Provided text.
*** Block opens ***
Today we are going to give you a walk through of a case from a front line physician and his thought process in figuring out how much fluid to give a patient using POCUS.  There are many ways to estimate fluid responsiveness/tolerance, some still hotly debated, but I think it’s worthwhile to show what some pit docs are actually doing.  Several of the images aren’t that great but it’s more about the thought processes behind them in managing the patient.

Here is Lloyd Gordon’s example:

Often I will see a patient who by my clinical and POCUS assessment is way behind on fluids. I generally look at the JVP, IVC, CVS (? PCE, End diastolic R&L ventricular dimensions, Ventricular contractility), kidneys, IVC, pleura (looking for B lines and effusions), bladder (is there any urine?). Then I take into account the weight and height, the clinical situation and make an educated guess.


This patient was elderly, bordering on morbidly obese, febrile (40.5C), around 5’9″ tall, weak and confused with a productive cough. He had a recent hx of ureteric stone and some interstitial lung disease. His pulse and BP weren’t too bad but he looked toxic. His chest was clear with good A/E. How much fluid to give?


His IVC was pretty well invisible with gas, although after looking where it should have been, I had the impression that it was completely collapsed. The JVP was not visible at 45 Deg.


I checked again supine to make sure there was an internal jugular.

Supine the Jugular appeared as a 1-2 mm thread. At about 10 Deg. head up it disappeared again.


The pleura looked clear with no B lines.


The PSL and Apical 4 Chamber views were pretty bad but after some looking were good enough to pretty well rule out a PCE and see that the R&L ventricles were on the small side and moving reasonably well.



The kidneys looked reasonably good for his age (also no hydronephrosis).



The bladder looked Ok with some urine.
All in all, with the above information, I guestimated that I would order a 3 Liter bolus of NS-> 150cc/hr.

About 30 minutes or so the CXR looked like this (no pulmonary oedema):


Somehow in our ED, “boluses” can take a while. So 2 hours later the RN said that the patient had only 2 L but had “basilar crackles” and so the RN stopped the bolus and went to maintenance and then told me.


I went back, the patient looked much the same. He had urinated only a slight amount. His bladder was a little bigger so he had made some urine (~150 cc).




His pleura looked fine again.


The IVC was still gassed out. However his JVP was now visible and appeared just above the lowest point I could put the probe on the neck (a rather thick neck due to the body habitus).


His chest ,to IPPA, seemed again about the same, reasonably normal for mild interstitial lung disease.

Based on my second clinical and POCUS assessment, I told the RN that the patient was not in pulmonary oedema and to finish off the bolus.

The second CXR confirmed this.


The patient didn’t go into pulmonary oedema later either.
So a reasonably quick assessment with POCUS (say 10 minute tops, probably less, gave a reasonable assessment of fluid needs and the confidence to realize that the bolus would not put the patient into pulmonary oedema.
*** Block closes ***
Aim of the task. Copy the passage of the POCUS fluid case text from "The PSL and" to "with some urine.".

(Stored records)
*** Block opens ***
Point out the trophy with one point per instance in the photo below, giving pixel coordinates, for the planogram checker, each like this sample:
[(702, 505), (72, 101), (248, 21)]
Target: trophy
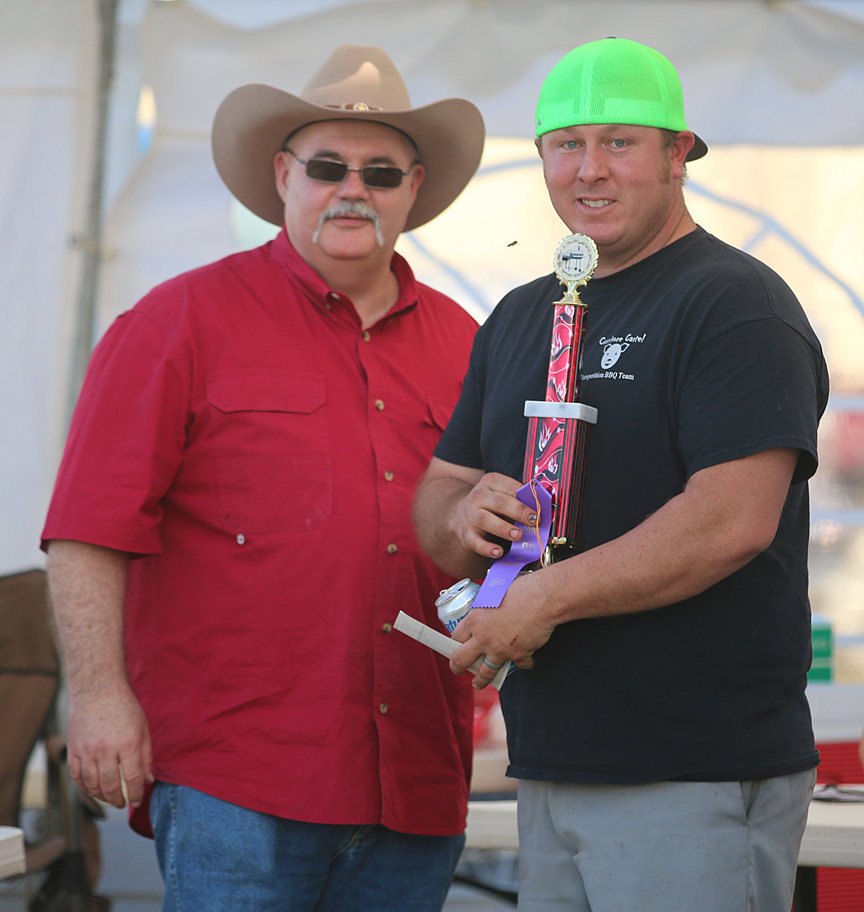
[(554, 471), (559, 426)]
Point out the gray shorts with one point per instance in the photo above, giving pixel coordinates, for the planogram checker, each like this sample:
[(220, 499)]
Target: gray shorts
[(706, 846)]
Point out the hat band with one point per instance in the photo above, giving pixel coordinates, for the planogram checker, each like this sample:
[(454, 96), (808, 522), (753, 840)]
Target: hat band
[(354, 106)]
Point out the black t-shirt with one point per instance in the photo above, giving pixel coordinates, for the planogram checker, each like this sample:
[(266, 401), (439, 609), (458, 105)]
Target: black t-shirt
[(695, 356)]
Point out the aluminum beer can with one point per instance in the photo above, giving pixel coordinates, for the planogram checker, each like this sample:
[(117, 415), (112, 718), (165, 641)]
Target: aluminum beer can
[(454, 603)]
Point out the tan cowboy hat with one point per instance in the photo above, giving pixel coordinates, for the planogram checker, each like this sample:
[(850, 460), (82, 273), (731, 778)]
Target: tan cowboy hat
[(355, 83)]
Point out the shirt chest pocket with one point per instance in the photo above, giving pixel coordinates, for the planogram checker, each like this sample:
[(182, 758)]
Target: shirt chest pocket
[(271, 443)]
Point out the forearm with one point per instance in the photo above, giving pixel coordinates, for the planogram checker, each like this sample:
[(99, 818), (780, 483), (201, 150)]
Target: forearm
[(665, 560), (725, 517), (87, 585)]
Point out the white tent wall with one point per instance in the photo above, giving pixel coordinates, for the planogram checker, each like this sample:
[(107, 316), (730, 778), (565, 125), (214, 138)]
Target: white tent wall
[(773, 86), (47, 73)]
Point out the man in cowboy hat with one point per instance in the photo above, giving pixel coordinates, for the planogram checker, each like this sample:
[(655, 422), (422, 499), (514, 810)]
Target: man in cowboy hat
[(658, 724), (233, 511)]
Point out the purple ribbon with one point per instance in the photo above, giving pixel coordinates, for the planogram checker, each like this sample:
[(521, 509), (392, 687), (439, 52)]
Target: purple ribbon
[(529, 549)]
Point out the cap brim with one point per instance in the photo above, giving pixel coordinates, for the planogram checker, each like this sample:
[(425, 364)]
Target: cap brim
[(253, 121), (699, 149)]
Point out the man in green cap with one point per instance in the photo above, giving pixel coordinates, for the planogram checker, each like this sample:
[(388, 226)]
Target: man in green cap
[(657, 721)]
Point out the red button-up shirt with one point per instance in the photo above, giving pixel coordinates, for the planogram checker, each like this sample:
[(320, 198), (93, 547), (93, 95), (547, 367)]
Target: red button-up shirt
[(256, 451)]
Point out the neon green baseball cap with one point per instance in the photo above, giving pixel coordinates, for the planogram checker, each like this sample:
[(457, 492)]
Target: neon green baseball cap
[(614, 81)]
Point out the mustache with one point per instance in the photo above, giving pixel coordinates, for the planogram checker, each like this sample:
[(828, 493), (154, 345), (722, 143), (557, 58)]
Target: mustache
[(344, 208)]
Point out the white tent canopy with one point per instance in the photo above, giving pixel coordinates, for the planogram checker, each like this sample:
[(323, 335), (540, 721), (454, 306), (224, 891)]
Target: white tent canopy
[(774, 88)]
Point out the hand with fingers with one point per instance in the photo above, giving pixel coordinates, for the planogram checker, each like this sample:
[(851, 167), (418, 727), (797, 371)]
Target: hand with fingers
[(108, 747), (489, 513), (513, 631)]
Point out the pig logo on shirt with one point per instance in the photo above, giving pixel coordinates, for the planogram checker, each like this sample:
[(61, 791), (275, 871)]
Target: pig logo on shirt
[(612, 352)]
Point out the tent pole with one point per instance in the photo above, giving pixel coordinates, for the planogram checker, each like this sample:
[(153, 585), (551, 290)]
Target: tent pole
[(90, 242)]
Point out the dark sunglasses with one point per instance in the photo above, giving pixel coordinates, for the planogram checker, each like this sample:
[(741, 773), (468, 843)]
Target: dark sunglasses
[(378, 177)]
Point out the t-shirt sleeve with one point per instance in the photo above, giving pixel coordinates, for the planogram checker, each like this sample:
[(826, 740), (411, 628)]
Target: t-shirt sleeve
[(758, 385)]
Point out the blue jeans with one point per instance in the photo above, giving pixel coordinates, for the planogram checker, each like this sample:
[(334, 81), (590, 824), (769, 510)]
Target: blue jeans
[(215, 857)]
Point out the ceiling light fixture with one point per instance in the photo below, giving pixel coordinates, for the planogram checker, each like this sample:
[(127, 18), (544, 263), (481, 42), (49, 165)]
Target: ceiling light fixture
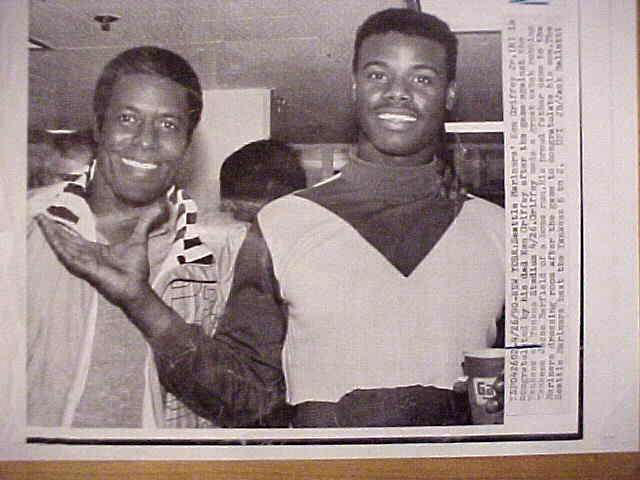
*** Block closes ***
Response to this task.
The PSL and Apical 4 Chamber views were pretty bad but after some looking were good enough to pretty well rule out a PCE and see that the R&L ventricles were on the small side and moving reasonably well.



The kidneys looked reasonably good for his age (also no hydronephrosis).



The bladder looked Ok with some urine.